::: RECORD LIST

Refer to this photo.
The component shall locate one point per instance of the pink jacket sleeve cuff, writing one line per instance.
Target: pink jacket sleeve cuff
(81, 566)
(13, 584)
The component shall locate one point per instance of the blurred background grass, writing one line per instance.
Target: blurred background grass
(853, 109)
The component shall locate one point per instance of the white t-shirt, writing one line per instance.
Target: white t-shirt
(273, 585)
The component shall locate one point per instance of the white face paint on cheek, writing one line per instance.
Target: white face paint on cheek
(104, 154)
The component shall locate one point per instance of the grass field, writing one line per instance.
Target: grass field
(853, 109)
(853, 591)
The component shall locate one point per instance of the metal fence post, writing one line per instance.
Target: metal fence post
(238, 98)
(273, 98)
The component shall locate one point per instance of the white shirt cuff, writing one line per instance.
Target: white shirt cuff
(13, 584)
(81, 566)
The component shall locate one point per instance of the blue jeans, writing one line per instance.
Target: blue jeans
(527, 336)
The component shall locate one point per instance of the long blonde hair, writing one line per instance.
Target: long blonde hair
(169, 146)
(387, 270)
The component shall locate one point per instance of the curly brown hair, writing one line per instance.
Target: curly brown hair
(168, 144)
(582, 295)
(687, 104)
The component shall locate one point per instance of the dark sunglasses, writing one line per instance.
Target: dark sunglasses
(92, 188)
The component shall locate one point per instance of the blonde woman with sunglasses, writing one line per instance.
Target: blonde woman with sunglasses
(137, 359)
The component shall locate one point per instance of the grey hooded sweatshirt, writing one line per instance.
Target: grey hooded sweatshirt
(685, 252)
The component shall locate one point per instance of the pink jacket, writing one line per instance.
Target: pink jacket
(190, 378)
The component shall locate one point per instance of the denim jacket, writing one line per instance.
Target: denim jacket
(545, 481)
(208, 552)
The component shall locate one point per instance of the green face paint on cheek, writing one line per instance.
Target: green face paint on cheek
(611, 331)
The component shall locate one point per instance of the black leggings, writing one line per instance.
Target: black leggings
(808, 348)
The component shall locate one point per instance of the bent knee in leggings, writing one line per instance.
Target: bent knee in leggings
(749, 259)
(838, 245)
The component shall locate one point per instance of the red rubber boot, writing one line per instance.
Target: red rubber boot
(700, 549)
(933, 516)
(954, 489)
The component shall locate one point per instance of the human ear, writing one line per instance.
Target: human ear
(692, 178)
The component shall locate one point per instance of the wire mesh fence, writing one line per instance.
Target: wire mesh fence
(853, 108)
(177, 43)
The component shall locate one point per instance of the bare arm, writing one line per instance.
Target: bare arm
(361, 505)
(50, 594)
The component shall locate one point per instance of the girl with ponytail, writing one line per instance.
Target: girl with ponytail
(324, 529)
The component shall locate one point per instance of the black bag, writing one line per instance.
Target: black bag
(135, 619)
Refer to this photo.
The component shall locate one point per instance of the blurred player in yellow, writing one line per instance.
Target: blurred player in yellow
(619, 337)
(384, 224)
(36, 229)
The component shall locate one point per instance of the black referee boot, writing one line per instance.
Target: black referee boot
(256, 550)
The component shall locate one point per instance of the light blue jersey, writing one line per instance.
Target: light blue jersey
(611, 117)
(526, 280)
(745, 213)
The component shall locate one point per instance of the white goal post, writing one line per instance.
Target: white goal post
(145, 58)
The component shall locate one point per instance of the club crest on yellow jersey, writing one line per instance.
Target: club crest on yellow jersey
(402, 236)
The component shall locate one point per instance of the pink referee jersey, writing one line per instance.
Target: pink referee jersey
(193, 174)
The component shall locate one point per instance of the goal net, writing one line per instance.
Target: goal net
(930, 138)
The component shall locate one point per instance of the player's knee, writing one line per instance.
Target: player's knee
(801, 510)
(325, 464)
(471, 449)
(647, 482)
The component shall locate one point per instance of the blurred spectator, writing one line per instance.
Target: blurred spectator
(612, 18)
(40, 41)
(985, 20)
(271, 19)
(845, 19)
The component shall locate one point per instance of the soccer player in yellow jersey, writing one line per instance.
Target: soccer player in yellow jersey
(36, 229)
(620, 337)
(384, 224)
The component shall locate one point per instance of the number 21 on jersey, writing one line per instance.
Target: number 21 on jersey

::::::

Begin at the line containing "The component shall locate one point per instance of the light" and reproduce each line through the end of the records above.

TASK RESULT>
The component shall locate one point per instance of the light blue jersey, writing one line per instance.
Target: light blue jersey
(611, 117)
(526, 280)
(745, 213)
The component shall locate one point per instance of the white goal post, writing one line per instance.
Target: white goal post
(145, 58)
The component shall locate one point per instance of the club crest on yellow jersey, writing one line per instance.
Target: club crest on yellow jersey
(402, 236)
The component shall locate one point per instance of the pink referee jersey, writing one line per instance.
Target: pink referee jersey
(193, 174)
The component shall locate one point per instance of the goal net, writing one line per instance.
Target: goal net
(930, 138)
The component shall locate one point per instance of the player's knee, writing one line per instance.
Target: player's knee
(801, 510)
(325, 464)
(471, 449)
(647, 482)
The component shall locate one point per instance of the blurred spectator, writing one line per instance.
Target: blurred spectator
(612, 18)
(40, 41)
(985, 20)
(271, 19)
(845, 19)
The component shall locate one point per instance of the soccer player in yellow jersey, writing one line per instance.
Target: soccer player in yellow jersey
(36, 229)
(620, 337)
(384, 224)
The component shall locate one point per instance of the number 21 on jersey, writing one line per instance.
Target: number 21 on jersey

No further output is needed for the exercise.